Copy out exactly the stretch of the listing below that begins at the line containing "(format x=234, y=84)" and ends at the line containing "(format x=147, y=127)", and copy nothing outside it.

>>

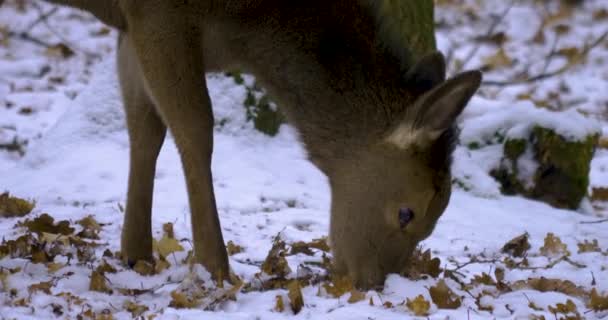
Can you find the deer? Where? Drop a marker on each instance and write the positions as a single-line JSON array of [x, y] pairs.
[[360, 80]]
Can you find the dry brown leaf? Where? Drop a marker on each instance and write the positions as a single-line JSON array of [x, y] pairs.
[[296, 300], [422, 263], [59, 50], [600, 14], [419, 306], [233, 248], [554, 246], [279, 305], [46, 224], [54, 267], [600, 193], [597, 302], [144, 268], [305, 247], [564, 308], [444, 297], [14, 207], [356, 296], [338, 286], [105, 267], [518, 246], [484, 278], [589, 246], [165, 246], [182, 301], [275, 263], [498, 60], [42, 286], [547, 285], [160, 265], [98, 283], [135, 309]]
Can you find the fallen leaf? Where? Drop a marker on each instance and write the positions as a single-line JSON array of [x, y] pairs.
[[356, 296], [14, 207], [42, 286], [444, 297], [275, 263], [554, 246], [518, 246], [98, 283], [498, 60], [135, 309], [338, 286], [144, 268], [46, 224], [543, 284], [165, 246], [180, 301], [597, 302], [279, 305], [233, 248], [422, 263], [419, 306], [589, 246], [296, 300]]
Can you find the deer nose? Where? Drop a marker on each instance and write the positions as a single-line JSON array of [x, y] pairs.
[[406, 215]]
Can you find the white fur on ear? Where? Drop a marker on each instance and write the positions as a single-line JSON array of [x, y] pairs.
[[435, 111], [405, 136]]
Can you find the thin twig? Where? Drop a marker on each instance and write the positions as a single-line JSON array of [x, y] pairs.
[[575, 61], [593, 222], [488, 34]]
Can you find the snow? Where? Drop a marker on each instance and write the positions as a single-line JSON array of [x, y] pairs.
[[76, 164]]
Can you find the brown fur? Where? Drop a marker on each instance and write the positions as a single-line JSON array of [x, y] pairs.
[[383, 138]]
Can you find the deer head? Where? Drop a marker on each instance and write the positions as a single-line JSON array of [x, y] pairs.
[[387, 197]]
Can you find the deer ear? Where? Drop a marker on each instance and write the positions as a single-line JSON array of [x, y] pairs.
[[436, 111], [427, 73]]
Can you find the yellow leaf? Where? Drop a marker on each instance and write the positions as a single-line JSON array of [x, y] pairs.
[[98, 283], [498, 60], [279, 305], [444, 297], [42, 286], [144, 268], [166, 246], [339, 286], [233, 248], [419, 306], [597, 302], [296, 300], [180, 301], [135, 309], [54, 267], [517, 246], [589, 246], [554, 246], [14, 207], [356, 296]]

<<
>>

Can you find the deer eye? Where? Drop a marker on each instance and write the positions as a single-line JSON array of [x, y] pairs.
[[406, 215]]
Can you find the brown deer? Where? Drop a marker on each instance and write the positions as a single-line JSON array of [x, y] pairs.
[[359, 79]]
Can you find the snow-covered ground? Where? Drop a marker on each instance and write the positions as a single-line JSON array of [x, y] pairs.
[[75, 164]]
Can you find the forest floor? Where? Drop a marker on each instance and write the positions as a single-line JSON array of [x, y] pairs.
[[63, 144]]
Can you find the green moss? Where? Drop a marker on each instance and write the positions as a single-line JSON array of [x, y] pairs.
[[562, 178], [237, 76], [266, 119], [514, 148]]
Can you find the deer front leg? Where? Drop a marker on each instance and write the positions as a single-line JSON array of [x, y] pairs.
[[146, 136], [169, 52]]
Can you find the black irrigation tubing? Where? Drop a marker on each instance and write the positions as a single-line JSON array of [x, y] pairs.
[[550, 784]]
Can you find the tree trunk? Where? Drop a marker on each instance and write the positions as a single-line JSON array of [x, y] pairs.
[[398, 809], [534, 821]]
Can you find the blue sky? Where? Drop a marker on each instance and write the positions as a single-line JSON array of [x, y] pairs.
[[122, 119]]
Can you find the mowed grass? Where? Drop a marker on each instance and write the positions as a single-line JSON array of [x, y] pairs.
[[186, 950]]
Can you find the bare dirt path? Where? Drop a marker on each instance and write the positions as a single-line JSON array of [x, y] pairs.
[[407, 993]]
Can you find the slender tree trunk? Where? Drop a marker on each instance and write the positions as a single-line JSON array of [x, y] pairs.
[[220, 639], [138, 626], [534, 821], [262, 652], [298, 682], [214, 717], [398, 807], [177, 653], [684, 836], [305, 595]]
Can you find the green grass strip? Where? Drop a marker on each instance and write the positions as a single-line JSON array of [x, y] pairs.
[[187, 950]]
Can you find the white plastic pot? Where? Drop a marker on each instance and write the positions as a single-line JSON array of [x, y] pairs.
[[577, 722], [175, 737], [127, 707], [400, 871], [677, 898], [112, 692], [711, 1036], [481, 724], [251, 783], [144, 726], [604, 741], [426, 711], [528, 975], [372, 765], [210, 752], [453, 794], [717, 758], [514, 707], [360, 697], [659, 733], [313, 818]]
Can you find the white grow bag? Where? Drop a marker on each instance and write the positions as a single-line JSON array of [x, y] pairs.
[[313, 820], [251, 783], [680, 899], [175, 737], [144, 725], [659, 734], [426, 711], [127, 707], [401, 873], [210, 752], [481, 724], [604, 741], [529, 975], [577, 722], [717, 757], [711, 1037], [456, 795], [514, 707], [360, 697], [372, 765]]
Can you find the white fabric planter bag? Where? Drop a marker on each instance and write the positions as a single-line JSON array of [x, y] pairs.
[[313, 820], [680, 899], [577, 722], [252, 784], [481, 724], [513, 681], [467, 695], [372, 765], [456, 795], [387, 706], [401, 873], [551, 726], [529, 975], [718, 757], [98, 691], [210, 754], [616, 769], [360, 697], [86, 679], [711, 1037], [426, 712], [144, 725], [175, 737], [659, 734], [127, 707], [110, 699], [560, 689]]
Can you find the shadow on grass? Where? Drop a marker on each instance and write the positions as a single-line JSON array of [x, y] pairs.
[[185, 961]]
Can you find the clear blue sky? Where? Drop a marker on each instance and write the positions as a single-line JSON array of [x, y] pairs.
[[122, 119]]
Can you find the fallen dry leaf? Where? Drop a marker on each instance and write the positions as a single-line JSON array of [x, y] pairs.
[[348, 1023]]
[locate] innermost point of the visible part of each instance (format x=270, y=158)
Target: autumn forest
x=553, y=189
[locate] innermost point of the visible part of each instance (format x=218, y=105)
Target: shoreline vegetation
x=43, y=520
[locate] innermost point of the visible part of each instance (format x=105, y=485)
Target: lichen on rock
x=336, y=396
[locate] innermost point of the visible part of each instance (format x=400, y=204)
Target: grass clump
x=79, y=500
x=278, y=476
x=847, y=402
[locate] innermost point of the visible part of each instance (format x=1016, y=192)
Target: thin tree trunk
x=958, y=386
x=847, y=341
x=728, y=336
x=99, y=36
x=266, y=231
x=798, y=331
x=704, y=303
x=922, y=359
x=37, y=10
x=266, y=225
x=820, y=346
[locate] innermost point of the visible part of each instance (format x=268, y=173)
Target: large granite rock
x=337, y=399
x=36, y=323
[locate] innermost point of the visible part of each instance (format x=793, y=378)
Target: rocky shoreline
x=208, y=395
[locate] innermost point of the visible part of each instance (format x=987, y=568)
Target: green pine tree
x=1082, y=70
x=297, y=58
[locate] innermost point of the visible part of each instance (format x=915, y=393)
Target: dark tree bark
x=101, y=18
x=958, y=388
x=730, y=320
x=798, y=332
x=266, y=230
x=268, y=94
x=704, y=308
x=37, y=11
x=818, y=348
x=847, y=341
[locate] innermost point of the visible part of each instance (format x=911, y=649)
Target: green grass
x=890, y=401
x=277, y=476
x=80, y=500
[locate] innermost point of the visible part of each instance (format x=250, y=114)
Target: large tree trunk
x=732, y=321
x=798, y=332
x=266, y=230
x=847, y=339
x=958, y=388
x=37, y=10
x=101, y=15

<<
>>

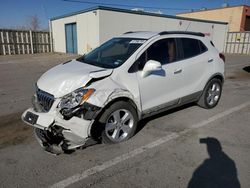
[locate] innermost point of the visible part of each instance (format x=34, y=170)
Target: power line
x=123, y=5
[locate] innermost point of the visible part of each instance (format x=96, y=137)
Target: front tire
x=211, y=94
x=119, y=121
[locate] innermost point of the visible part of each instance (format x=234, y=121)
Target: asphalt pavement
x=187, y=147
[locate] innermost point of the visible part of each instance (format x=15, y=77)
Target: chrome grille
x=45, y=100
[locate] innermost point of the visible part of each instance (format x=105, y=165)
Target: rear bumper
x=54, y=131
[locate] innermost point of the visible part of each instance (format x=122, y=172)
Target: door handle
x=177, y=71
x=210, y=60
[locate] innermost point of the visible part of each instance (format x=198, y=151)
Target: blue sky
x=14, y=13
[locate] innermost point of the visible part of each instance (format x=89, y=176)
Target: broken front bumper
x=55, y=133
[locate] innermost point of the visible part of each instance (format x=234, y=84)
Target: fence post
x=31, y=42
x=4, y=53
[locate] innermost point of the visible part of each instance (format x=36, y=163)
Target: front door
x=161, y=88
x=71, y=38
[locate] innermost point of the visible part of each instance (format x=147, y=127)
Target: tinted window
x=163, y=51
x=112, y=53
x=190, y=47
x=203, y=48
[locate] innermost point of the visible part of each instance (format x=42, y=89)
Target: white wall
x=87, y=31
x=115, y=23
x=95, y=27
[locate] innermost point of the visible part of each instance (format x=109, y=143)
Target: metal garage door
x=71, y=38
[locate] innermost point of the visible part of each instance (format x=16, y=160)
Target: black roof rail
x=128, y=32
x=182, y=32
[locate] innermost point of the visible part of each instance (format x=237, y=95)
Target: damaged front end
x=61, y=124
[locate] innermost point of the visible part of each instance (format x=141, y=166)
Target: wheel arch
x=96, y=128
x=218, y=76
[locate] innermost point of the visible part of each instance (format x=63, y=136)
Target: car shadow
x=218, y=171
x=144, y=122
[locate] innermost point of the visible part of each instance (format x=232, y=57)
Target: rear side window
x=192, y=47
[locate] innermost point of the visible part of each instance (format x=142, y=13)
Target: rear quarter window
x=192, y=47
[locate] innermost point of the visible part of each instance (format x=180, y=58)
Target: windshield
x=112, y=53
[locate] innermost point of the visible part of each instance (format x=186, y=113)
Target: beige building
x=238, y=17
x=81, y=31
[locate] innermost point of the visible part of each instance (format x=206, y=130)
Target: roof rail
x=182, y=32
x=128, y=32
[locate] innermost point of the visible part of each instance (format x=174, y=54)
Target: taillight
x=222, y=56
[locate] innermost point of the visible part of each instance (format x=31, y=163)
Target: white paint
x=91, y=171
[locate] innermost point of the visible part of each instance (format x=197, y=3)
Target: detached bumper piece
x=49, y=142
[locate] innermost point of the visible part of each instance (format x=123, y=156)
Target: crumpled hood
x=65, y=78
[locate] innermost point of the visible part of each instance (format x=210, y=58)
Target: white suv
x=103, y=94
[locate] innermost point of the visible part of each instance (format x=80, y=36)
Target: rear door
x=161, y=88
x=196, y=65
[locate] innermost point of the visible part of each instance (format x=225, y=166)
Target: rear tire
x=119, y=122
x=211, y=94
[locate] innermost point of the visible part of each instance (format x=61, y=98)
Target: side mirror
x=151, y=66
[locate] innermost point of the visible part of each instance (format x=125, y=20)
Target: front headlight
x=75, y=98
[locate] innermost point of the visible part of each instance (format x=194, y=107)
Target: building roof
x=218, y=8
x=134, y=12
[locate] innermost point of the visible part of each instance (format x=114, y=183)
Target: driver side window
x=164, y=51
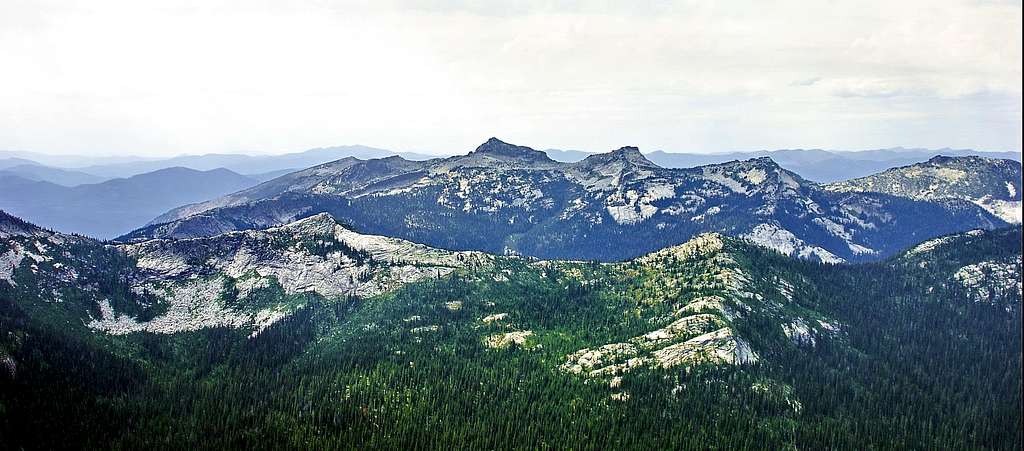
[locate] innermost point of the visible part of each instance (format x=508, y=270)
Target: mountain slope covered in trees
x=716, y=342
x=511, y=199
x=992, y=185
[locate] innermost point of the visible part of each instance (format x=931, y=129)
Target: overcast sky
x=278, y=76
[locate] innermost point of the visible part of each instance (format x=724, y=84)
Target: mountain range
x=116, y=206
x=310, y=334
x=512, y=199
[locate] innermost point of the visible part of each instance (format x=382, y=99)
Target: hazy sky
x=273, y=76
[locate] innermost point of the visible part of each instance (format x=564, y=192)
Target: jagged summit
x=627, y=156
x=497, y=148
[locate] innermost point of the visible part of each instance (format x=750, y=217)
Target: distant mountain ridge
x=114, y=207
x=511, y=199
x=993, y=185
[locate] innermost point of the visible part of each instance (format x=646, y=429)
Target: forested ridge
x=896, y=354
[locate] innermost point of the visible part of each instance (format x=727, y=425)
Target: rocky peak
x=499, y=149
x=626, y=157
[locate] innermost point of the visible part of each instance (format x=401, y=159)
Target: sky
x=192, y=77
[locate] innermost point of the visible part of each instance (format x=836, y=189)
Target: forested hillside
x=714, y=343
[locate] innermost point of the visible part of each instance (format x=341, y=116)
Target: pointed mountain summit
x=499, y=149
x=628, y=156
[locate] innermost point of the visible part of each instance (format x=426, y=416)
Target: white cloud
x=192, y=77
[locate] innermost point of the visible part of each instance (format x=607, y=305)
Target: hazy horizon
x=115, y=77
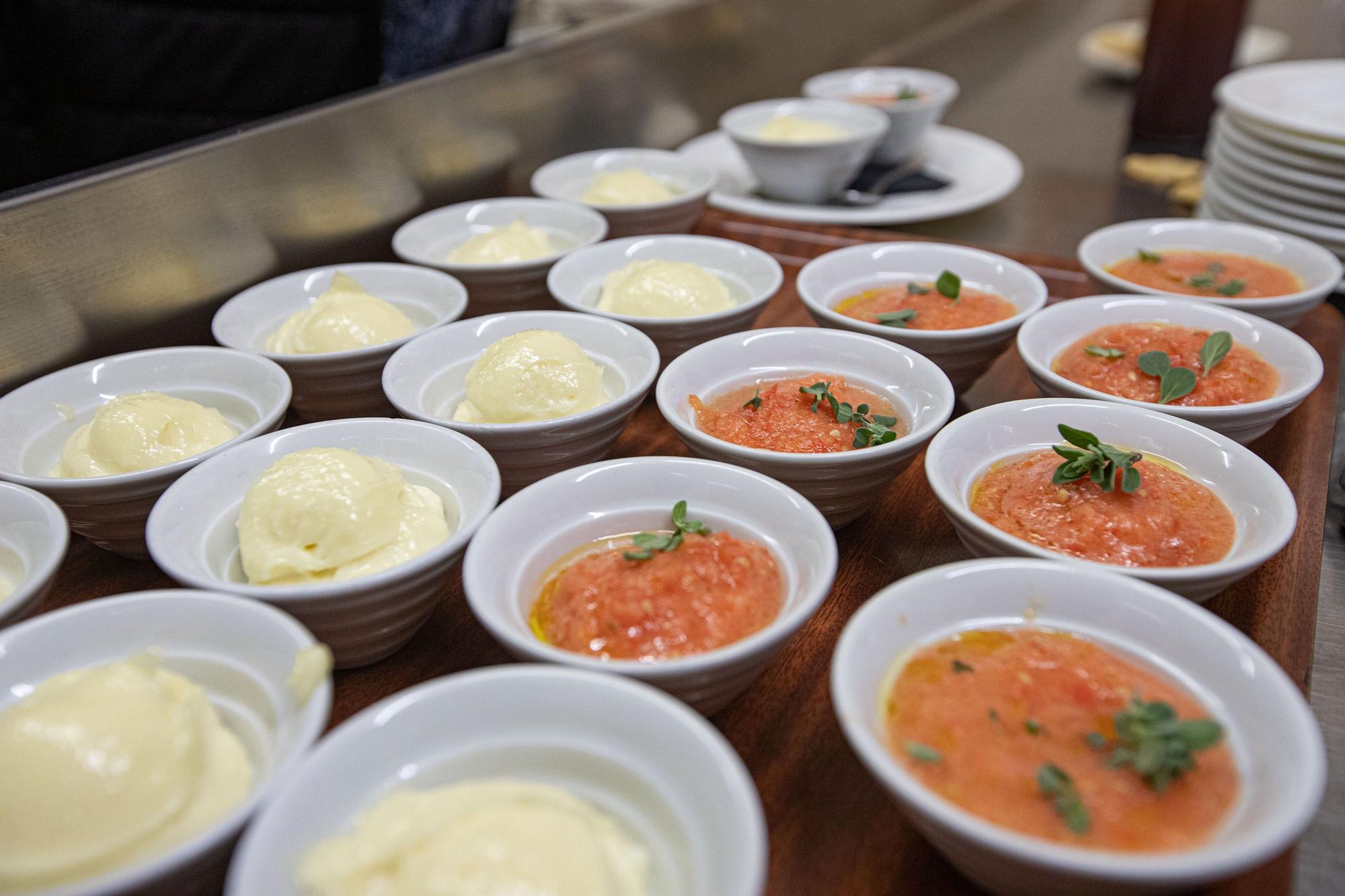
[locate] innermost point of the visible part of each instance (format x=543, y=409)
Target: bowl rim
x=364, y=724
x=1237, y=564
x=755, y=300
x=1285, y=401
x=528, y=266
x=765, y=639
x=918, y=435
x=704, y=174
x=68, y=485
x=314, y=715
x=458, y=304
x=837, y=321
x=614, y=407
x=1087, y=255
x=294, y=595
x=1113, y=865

<<

**Solved problem**
[locate] innermost point of the visible part of each instance (format x=234, y=84)
Target: fence post
x=31, y=42
x=4, y=53
[locate] innermost point of the visible part of each instance (format x=36, y=163)
Target: front door
x=161, y=88
x=71, y=38
[locate] innermost point of the visible part of each instance (format x=147, y=127)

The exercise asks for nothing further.